▸ **Exercise task**: Rewrite every line of the listing below, requests included, and raise each x and y coordinate in the answer points by 75 while keeping the requests and their format sample unchanged. Leave out the pictures.

——————

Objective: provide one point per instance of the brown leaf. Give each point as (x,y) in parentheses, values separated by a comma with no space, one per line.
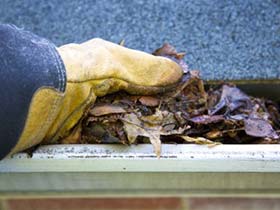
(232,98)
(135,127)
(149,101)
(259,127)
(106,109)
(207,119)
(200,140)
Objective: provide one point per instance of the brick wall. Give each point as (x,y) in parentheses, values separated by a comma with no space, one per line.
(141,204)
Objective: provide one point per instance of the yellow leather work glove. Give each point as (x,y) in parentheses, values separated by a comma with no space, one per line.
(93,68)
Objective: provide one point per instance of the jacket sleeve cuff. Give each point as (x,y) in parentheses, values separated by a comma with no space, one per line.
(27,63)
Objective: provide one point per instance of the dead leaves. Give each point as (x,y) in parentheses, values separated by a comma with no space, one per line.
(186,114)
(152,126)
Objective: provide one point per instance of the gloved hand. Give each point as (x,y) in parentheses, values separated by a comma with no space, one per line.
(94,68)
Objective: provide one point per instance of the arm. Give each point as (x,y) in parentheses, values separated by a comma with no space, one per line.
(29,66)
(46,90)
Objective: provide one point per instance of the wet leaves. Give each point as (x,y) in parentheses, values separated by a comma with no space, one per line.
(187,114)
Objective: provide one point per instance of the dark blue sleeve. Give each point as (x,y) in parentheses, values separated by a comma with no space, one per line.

——————

▸ **Correct response**:
Objective: provide one point per instance of the brown leaf. Give each point as (x,y) in parentheses, values separated by a comma with no space, one per line.
(307,173)
(210,202)
(224,176)
(334,202)
(181,184)
(282,194)
(275,215)
Objective: provide one point per instance of the brick wall. Give each point as (x,y) in parentheses, values separated by a comma with no space, one per line.
(216,279)
Objective: provide one point per instance of the yellow leather work glove. Give each point as (x,y) in parentheses, values separated by a comma with no space, one per line.
(168,143)
Objective: provide one point per instance of the jacket sleeve cuff. Give each point as (x,y) in parentheses, values separated by a comma with no space, one per line.
(102,138)
Objective: provide one point per instance of the dead leaves. Give each point as (x,y) in parentheses, values separated by a comma with no space, one per line.
(261,189)
(227,201)
Objective: provide one point per instance of the gloved hand. Give each point as (x,y) in parentheses, values separated by a comma with no space, one per line.
(169,143)
Objective: provide one point per instance of the arm. Give each point as (x,y) in parentheses, values separated by a comma with no space, one per line.
(104,141)
(121,165)
Objective: provide one point per instance of the wet leaves. Give each point as (x,y) in parentheses, values separated by a comma with no space, one per line.
(262,189)
Objective: provide one point per instance of the dark blue sleeve. Give each point as (x,y) in parentheses, values separated by a comma with no space, one per line.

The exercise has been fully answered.